[Cosa si chiede]
**A.** Riscriva il brano sulle chiese chiuse in Italia a partire da "Non esiste una" e fino a "pericolo d’essere abbandonate.", mettendo "anni" al posto di "decenni".
**B.** Secondo il brano sulle chiese chiuse in Italia, quale titolo portava l'articolo uscito sulla rivista Jesus nel novembre 1980?
**C.** Riassuma in due frasi il brano sulle chiese chiuse in Italia.

[Brano scelto]
Chiese che chiudono in Italia

Dal corrispondente di “Svegliatevi!” in Italia

“CHIUSO: rivolgersi al parroco vicino”. Questo era il titolo di un articolo pubblicato nella rivista cattolica Jesus del novembre 1980 sul fenomeno della chiusura delle chiese, che si sta estendendo in Italia e allarma le autorità ecclesiastiche.

Non esiste una precisa statistica sul numero delle chiese che sono state chiuse in questi ultimi decenni. Si ammette comunque che sono centinaia, e su molte altre incombe il pericolo d’essere abbandonate.

Fra le chiese che sono state chiuse ci sono diverse grandi cattedrali che nel passato furono erette per accogliere centinaia, se non migliaia di fedeli. “A Torino, il duomo”, ha scritto la rivista Jesus, “è ormai solo un’attrattiva per i turisti e gli stranieri” che vogliono vedere la “Sindone”. “Per far fronte ai problemi del duomo di Milano”, una delle più famose cattedrali del mondo, l’arciprete “ha promosso una serie di attività collaterali” i cui proventi serviranno a sostenere le spese.

[Materiale fornito]

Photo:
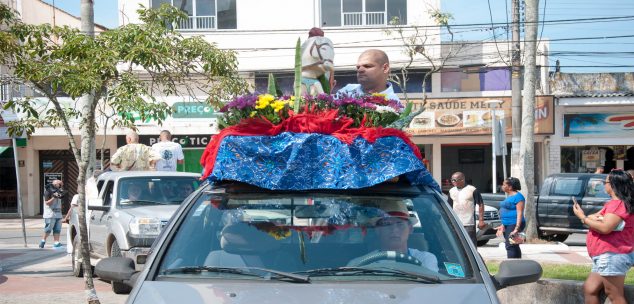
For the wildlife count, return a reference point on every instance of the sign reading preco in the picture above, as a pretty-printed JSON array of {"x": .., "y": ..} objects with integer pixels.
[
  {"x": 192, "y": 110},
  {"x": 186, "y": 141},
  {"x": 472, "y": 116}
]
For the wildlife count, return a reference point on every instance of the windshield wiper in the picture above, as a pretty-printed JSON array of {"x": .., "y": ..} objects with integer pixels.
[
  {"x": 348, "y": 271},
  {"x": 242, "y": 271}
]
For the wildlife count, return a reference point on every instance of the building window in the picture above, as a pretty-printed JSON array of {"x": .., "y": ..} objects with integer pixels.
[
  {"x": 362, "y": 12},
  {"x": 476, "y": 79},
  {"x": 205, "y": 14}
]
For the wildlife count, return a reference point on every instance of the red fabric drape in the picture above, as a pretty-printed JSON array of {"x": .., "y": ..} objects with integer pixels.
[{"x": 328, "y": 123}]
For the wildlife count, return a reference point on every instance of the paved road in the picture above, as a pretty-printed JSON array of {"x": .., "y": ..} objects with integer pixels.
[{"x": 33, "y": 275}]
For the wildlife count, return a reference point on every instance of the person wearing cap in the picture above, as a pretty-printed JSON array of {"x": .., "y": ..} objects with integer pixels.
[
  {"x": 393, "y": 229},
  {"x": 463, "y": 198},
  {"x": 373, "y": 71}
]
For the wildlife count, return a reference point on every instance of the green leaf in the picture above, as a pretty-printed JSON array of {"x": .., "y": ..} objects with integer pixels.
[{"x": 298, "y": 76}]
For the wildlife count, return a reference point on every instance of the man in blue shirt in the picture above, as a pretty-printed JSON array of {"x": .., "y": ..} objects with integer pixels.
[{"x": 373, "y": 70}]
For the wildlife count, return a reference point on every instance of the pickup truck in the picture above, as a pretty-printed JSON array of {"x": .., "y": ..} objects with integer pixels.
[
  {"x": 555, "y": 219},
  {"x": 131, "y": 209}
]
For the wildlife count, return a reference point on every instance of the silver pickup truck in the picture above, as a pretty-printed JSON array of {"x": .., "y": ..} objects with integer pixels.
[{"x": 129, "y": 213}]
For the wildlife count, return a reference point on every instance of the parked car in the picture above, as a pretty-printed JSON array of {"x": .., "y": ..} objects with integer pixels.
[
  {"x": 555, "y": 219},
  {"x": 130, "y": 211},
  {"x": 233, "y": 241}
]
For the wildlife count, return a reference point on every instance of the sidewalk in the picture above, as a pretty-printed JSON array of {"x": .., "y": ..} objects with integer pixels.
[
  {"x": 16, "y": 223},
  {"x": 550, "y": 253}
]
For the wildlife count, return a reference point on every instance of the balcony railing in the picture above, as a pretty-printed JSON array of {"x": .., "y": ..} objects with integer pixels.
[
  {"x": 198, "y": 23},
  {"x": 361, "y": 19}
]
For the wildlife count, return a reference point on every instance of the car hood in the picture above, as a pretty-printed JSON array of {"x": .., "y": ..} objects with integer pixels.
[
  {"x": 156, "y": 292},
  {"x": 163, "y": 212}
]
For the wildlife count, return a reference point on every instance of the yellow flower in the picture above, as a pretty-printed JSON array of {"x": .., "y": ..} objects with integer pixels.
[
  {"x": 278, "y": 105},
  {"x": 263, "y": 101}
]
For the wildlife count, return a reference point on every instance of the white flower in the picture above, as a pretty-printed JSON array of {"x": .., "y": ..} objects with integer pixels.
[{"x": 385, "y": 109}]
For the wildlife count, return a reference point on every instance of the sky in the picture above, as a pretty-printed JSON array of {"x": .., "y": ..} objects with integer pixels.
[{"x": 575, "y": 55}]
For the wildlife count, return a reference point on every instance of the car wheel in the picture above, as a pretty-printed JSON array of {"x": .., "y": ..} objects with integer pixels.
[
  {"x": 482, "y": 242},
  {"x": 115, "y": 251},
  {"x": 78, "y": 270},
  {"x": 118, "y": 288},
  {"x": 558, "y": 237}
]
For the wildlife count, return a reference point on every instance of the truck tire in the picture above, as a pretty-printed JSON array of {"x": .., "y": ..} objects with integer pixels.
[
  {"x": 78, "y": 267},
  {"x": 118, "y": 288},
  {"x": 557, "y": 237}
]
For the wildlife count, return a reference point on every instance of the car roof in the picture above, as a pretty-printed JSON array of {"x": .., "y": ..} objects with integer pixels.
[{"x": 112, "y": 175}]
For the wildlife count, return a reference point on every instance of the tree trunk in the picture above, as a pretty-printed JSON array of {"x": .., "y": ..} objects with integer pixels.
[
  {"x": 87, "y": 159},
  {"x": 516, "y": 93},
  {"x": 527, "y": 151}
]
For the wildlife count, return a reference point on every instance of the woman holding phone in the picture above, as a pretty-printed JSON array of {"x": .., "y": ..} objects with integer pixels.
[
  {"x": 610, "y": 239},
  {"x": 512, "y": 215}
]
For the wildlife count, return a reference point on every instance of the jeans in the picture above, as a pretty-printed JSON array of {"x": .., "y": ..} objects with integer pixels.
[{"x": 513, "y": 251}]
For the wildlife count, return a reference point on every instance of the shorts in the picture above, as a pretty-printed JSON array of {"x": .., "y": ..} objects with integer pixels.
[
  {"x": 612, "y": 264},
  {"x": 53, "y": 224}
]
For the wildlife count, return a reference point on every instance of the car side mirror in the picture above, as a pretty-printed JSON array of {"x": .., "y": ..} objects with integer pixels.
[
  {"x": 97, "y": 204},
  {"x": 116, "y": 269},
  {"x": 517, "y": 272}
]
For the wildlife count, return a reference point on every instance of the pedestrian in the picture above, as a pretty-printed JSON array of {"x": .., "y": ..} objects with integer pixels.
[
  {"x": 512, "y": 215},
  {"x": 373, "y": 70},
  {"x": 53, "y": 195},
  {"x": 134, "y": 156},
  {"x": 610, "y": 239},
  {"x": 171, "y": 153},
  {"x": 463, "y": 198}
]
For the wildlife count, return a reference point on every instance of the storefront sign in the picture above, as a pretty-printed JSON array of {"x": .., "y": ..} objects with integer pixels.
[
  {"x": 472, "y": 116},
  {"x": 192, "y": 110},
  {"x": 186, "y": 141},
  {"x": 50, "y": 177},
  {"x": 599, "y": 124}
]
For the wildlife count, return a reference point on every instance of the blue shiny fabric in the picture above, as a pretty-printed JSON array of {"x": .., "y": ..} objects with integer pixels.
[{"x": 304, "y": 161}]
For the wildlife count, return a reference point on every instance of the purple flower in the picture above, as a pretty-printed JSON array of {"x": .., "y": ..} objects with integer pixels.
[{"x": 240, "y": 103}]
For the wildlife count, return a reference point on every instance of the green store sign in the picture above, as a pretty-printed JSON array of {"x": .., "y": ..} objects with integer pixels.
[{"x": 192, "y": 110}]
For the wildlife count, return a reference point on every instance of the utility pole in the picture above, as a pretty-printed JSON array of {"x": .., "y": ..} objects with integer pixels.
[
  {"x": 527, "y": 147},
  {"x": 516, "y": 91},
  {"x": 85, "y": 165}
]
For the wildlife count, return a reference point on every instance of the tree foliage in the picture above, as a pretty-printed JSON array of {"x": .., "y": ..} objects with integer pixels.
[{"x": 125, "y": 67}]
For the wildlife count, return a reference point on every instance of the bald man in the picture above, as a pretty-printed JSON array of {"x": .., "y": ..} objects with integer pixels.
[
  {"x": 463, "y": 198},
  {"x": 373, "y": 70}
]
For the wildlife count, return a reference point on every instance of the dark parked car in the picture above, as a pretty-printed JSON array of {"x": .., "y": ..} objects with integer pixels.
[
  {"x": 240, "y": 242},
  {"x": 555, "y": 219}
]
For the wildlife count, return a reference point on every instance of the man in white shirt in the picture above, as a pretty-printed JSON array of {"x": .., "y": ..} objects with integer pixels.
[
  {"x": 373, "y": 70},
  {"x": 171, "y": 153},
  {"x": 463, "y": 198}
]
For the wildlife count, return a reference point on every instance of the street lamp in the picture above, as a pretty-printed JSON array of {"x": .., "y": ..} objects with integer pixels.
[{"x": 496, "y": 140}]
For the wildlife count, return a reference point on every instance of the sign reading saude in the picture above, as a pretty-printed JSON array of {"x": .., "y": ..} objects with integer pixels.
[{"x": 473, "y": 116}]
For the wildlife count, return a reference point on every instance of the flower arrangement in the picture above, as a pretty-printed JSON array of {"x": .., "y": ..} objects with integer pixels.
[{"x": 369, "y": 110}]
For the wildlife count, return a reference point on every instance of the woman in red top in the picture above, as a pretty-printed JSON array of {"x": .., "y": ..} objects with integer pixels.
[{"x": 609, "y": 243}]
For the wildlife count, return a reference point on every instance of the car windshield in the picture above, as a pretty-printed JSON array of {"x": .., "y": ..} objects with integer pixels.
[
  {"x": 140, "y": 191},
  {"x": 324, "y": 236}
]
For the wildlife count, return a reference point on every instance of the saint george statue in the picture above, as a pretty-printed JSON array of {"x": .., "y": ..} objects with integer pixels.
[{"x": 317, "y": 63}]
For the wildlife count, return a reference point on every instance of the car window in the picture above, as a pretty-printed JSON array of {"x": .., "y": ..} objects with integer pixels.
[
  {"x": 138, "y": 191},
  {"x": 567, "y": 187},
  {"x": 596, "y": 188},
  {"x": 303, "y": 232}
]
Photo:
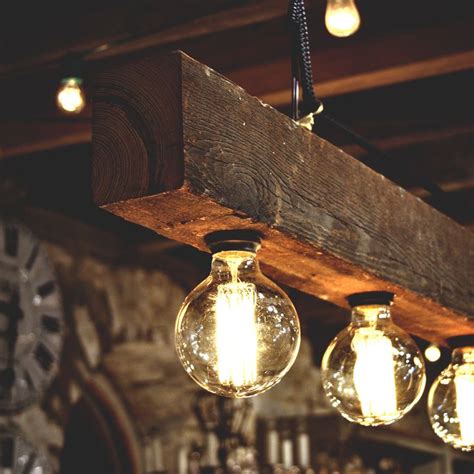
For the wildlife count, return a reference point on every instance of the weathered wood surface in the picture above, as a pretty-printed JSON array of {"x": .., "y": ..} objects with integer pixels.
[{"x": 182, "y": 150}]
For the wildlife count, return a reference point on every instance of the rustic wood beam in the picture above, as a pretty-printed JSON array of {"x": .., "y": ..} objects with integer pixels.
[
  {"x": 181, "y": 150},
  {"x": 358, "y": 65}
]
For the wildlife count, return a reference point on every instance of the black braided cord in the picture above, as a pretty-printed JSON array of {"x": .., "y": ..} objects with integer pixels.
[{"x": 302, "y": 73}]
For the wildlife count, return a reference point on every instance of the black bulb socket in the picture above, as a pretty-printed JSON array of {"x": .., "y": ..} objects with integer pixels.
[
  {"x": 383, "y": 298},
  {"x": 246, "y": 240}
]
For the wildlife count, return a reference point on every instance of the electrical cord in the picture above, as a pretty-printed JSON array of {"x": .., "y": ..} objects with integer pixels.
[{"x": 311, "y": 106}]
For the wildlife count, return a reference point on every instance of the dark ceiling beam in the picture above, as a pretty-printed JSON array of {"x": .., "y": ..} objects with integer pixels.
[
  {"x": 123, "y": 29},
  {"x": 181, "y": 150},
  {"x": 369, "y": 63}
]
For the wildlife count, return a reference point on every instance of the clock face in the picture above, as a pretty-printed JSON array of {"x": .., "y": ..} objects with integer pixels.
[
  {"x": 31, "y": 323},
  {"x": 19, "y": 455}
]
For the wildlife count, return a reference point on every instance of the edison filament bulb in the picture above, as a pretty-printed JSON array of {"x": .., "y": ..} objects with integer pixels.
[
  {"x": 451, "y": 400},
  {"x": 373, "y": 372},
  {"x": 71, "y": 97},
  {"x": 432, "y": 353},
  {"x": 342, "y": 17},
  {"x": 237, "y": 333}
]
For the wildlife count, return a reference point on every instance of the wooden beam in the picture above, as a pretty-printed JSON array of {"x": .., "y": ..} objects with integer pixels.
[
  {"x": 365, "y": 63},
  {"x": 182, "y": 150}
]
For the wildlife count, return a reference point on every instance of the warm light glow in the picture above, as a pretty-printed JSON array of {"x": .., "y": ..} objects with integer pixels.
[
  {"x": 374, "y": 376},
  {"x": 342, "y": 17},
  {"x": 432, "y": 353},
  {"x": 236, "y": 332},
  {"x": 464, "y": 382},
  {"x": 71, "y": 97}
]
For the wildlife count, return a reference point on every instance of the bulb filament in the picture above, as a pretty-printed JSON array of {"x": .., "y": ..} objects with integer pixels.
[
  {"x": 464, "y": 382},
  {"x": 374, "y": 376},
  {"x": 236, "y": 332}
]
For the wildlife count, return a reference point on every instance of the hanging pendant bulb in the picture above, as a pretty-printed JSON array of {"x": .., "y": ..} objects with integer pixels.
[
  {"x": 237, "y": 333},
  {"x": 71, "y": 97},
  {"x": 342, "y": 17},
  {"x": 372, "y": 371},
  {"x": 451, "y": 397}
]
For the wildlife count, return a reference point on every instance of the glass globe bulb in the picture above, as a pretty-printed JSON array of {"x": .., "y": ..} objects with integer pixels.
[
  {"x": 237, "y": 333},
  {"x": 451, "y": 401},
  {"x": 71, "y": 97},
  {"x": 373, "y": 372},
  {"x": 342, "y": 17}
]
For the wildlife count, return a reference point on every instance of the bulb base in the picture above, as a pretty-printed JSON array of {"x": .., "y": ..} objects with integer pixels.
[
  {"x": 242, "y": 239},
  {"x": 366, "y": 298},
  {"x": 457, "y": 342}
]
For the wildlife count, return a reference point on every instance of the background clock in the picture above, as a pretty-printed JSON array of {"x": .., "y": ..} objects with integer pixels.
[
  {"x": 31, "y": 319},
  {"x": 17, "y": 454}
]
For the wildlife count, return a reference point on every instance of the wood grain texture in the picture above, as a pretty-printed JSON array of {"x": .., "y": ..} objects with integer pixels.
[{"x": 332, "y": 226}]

[Risposte]
**A.**
Non esiste una precisa statistica sul numero delle chiese che sono state chiuse in questi ultimi anni. Si ammette comunque che sono centinaia, e su molte altre incombe il pericolo d’essere abbandonate.

**B.** "CHIUSO: rivolgersi al parroco vicino".

**C.** In Italia si sta estendendo la chiusura delle chiese, un fenomeno che allarma le autorità ecclesiastiche e che, pur in assenza di una statistica precisa, riguarda centinaia di edifici. Fra le chiese chiuse figurano diverse grandi cattedrali, mentre il duomo di Torino è ormai solo un'attrattiva per turisti e stranieri e per il duomo di Milano l'arciprete ha promosso attività collaterali i cui proventi sosterranno le spese.